-- Start --
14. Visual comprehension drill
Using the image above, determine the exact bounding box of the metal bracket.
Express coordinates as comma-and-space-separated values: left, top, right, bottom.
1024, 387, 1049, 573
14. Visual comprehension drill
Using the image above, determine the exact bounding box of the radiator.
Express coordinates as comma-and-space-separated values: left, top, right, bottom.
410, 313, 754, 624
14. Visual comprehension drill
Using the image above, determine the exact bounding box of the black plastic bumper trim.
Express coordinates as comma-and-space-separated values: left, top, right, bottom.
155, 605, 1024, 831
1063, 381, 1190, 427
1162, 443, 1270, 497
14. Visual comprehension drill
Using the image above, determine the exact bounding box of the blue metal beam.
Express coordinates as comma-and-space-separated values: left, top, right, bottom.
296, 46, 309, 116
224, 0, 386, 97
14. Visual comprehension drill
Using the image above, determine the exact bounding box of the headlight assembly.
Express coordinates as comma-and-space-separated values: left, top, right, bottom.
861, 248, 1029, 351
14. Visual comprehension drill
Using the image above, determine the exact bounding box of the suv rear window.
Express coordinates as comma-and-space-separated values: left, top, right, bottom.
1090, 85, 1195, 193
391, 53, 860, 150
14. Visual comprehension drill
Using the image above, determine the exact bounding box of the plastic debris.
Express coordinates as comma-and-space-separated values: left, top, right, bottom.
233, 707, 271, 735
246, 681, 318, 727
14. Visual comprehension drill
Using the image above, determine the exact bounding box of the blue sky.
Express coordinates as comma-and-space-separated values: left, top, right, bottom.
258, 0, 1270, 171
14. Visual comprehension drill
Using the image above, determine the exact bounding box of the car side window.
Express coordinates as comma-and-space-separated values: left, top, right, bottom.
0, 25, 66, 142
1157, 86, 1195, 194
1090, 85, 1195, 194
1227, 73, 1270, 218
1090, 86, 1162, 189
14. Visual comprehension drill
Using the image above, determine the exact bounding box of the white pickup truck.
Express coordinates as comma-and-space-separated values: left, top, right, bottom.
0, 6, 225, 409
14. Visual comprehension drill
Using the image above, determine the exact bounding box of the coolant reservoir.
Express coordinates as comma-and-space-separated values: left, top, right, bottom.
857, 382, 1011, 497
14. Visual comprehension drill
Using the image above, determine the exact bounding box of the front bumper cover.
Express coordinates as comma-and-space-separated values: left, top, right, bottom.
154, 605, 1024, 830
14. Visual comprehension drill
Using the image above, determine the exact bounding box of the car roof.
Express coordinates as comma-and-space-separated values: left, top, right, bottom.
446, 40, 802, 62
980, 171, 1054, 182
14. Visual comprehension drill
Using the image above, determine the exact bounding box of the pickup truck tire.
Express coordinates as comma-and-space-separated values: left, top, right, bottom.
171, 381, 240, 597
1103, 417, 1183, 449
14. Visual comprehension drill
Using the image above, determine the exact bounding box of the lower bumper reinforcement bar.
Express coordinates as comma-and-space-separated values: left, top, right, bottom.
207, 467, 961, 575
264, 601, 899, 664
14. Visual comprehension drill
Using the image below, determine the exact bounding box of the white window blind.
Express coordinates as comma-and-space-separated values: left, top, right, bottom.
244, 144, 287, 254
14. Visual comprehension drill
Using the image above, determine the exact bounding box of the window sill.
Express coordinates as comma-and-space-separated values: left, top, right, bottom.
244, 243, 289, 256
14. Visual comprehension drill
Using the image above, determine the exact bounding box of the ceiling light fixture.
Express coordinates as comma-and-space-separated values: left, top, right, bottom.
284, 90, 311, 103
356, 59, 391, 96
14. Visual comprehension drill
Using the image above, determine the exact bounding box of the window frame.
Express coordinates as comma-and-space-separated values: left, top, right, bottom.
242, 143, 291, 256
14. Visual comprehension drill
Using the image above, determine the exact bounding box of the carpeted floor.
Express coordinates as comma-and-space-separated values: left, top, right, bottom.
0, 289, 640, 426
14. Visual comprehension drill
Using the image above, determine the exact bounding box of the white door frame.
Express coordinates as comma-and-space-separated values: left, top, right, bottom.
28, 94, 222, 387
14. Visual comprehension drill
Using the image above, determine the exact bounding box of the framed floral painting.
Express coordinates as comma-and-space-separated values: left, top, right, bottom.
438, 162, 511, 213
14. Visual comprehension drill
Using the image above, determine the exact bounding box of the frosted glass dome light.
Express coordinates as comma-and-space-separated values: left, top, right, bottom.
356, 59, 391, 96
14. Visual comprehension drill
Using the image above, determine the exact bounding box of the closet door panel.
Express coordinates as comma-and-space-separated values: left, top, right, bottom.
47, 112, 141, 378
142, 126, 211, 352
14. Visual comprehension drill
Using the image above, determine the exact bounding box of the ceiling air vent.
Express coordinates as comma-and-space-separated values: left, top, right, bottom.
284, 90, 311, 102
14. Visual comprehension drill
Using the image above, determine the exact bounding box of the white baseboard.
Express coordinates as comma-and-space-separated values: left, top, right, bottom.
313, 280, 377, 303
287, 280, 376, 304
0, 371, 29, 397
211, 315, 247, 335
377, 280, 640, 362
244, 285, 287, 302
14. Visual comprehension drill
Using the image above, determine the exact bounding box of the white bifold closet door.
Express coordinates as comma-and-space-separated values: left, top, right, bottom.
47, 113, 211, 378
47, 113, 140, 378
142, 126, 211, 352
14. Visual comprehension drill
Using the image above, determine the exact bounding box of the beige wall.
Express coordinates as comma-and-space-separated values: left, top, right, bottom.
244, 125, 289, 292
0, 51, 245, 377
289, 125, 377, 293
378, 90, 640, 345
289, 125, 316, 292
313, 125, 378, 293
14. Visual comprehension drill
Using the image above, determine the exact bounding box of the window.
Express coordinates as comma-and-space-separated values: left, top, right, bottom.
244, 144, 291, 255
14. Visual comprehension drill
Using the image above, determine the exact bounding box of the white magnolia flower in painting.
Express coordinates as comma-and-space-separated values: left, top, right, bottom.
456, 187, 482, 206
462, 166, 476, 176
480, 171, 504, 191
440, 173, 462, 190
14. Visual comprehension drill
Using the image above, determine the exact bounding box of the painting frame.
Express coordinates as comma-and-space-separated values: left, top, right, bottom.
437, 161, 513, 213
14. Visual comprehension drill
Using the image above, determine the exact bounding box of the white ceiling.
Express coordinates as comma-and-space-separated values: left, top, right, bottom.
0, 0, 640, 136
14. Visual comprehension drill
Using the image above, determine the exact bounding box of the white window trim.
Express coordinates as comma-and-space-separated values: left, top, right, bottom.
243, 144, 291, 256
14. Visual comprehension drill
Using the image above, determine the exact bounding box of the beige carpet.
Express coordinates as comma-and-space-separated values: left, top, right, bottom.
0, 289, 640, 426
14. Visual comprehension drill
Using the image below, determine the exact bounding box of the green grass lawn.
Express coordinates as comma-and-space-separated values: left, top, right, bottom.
-- End --
Aim of the task
Rewrite every line of the entries above as a single numbered list, leaving out any blank lines.

Final result
1. 14. Visual comprehension drill
2. Using the image above, determine the exact bounding box of the metal bracket.
3. Express coordinates as comma-and-space-separated values: left, top, right, bottom.
4. 1024, 387, 1049, 573
5. 14. Visual comprehension drill
6. Using the image above, determine the exact bounding box of the radiator.
7. Express coordinates as comma-and-space-separated values: left, top, right, bottom.
8. 410, 313, 754, 624
9. 14. Visual comprehension drill
10. Using the image above, determine the exact bounding box of the black plastic bumper trim.
11. Express coordinates as comma-and-space-separated values: left, top, right, bottom.
12. 155, 605, 1024, 831
13. 1063, 381, 1190, 427
14. 1162, 443, 1270, 497
15. 14. Visual comprehension drill
16. Using the image above, determine the exact bounding box of the blue metal beam.
17. Express coordinates as comma-and-space-separated values: left, top, right, bottom.
18. 296, 46, 309, 116
19. 224, 0, 386, 97
20. 14. Visual comprehension drill
21. Using the image above, determine the exact bounding box of the headlight assembly.
22. Express coordinates as comma-and-space-separated values: left, top, right, bottom.
23. 861, 248, 1029, 351
24. 14. Visual comprehension drill
25. Using the image above, determine the exact bounding box of the suv rear window.
26. Express coordinates as comma-and-space-separated values: left, top, right, bottom.
27. 1090, 85, 1195, 193
28. 391, 53, 860, 150
29. 14. Visual comprehension drill
30. Using the image above, determine the exact bounding box of the plastic debris.
31. Express coordinates as comma-and-space-separated values: left, top, right, bottom.
32. 233, 707, 271, 735
33. 246, 681, 318, 727
34. 14. Visual comprehension drill
35. Using the image above, determine the exact bounding box of the blue sky.
36. Express coordinates as comma-and-space-separated values: left, top, right, bottom.
37. 258, 0, 1270, 171
38. 14. Visual comprehension drill
39. Using the image above, determine the exact bounding box of the car side window.
40. Express coordinates as comma-and-space-separated values: left, top, right, bottom.
41. 0, 25, 66, 142
42. 1157, 86, 1195, 194
43. 1090, 85, 1195, 194
44. 1227, 73, 1270, 218
45. 1090, 86, 1162, 189
46. 14. Visual comprehension drill
47. Using the image above, determine the exact bounding box of the white pickup truck.
48. Express coordinates as comma-and-space-separated values: left, top, right, bottom.
49. 0, 6, 225, 409
50. 14. Visual comprehension drill
51. Using the image above, determine the exact bounding box of the coolant reservoir.
52. Express coordinates as comma-and-space-separated values: left, top, right, bottom.
53. 857, 382, 1011, 497
54. 14. Visual comprehension drill
55. Using the image above, determine the exact bounding box of the front bumper cover.
56. Express coordinates as comma-and-space-separated values: left, top, right, bottom.
57. 154, 605, 1024, 830
58. 14. Visual comprehension drill
59. Using the image above, determine the exact bounding box of the car roof.
60. Express coordinates as comma-and-space-separated values: left, top, right, bottom.
61. 446, 40, 802, 62
62. 980, 171, 1054, 182
63. 14. Visual comprehension drill
64. Using the image above, determine the exact bounding box of the pickup truck tire.
65. Express coordinates as comma-and-space-separated values: left, top, right, bottom.
66. 171, 381, 240, 597
67. 1103, 417, 1183, 449
68. 14. Visual comprehension drill
69. Using the image above, determine the exact bounding box of the lower bumper reinforcement bar.
70. Express coordinates as comma-and-space-separated values: left, top, right, bottom.
71. 207, 467, 961, 575
72. 264, 601, 899, 664
73. 14. Visual comprehension drill
74. Using the image below, determine the exact bounding box of the white window blind.
75. Express coordinates as comma-and-space-separated values: left, top, right, bottom.
76. 244, 144, 287, 254
77. 14. Visual comprehension drill
78. Using the image above, determine the exact bounding box of the window sill.
79. Express coordinates as comma-and-space-separated values: left, top, right, bottom.
80. 244, 243, 289, 256
81. 14. Visual comprehension drill
82. Using the image above, determine the exact bounding box of the ceiling light fixture.
83. Express coordinates as comma-and-space-separated values: left, top, right, bottom.
84. 284, 90, 311, 103
85. 356, 59, 391, 96
86. 14. Visual comprehension drill
87. Using the image above, determine the exact bounding box of the window frame.
88. Express coordinates as comma-and-space-separated values: left, top, right, bottom.
89. 242, 143, 291, 256
90. 14. Visual comprehension drill
91. Using the image above, determine the exact bounding box of the carpeted floor.
92. Express coordinates as comma-and-space-separated values: left, top, right, bottom.
93. 0, 289, 640, 426
94. 14. Visual comprehension drill
95. Using the image above, determine the exact bounding box of the white door frame.
96. Express coordinates as comma-and-space-separated values: left, top, right, bottom.
97. 28, 94, 222, 387
98. 14. Visual comprehension drill
99. Using the image above, determine the exact bounding box of the framed floral painting.
100. Express coordinates as comma-and-space-separated values: left, top, right, bottom.
101. 438, 162, 511, 213
102. 14. Visual comprehension drill
103. Using the image above, determine the exact bounding box of the frosted glass dome light.
104. Express coordinates as comma-and-space-separated values: left, top, right, bottom.
105. 356, 59, 391, 96
106. 14. Visual comprehension drill
107. Using the image above, determine the exact bounding box of the closet door panel.
108. Express coordinates as comma-and-space-separated values: left, top, right, bottom.
109. 47, 112, 141, 378
110. 142, 126, 211, 352
111. 14. Visual comprehension drill
112. Using the image above, determine the exact bounding box of the ceiling air vent.
113. Express coordinates as comma-and-space-separated values: left, top, right, bottom.
114. 284, 90, 311, 102
115. 14. Visual comprehension drill
116. Using the image above, determine the exact bounding box of the white baseboard.
117. Express coordinates as comma-and-space-separated values: left, top, right, bottom.
118. 313, 280, 377, 303
119. 287, 280, 376, 304
120. 0, 371, 29, 397
121. 211, 315, 247, 335
122. 377, 280, 640, 362
123. 244, 285, 287, 302
124. 14. Visual comprehension drill
125. Using the image above, determine the exact bounding box of the white bifold closet door.
126. Express coordinates as comma-and-space-separated values: left, top, right, bottom.
127. 47, 113, 211, 378
128. 47, 113, 140, 378
129. 142, 126, 211, 352
130. 14. Visual comprehension drill
131. Using the image above, determine the exact bounding box of the beige wall.
132. Express coordinates as comma-and-space-separated values: left, top, right, bottom.
133. 244, 125, 289, 292
134. 0, 51, 245, 377
135. 289, 125, 377, 293
136. 378, 90, 640, 345
137. 289, 125, 316, 292
138. 313, 125, 378, 293
139. 14. Visual comprehension drill
140. Using the image above, determine the exact bounding box of the window.
141. Express coordinates as comma-and-space-separated values: left, top, right, bottom.
142. 244, 144, 291, 255
143. 14. Visual comprehension drill
144. Using the image above, determine the exact bounding box of the white magnolia flower in painting.
145. Express coordinates as comma-and-space-separated values: left, top, right, bottom.
146. 456, 187, 482, 206
147. 462, 166, 476, 176
148. 480, 171, 504, 191
149. 440, 173, 462, 190
150. 14. Visual comprehension drill
151. Using the image above, determine the exact bounding box of the painting frame.
152. Express coordinates as comma-and-space-separated values: left, top, right, bottom.
153. 437, 161, 513, 213
154. 14. Visual comprehension drill
155. Using the image above, determine the exact bounding box of the white ceiling.
156. Express coordinates as comma-and-space-separated values: left, top, right, bottom.
157. 0, 0, 640, 136
158. 14. Visual comprehension drill
159. Using the image above, determine the exact bounding box of the white window trim.
160. Express coordinates as comma-and-space-separated values: left, top, right, bottom.
161. 243, 144, 291, 256
162. 14. Visual comprehension drill
163. Using the image above, determine the exact bounding box of the beige carpet.
164. Express coordinates as comma-and-space-separated values: left, top, right, bottom.
165. 0, 289, 640, 426
166. 14. Visual comprehension drill
167. Using the image below, determine the exact bounding box of the green grass lawn.
168. Express coordinates as comma-and-space-separated values: left, top, right, bottom.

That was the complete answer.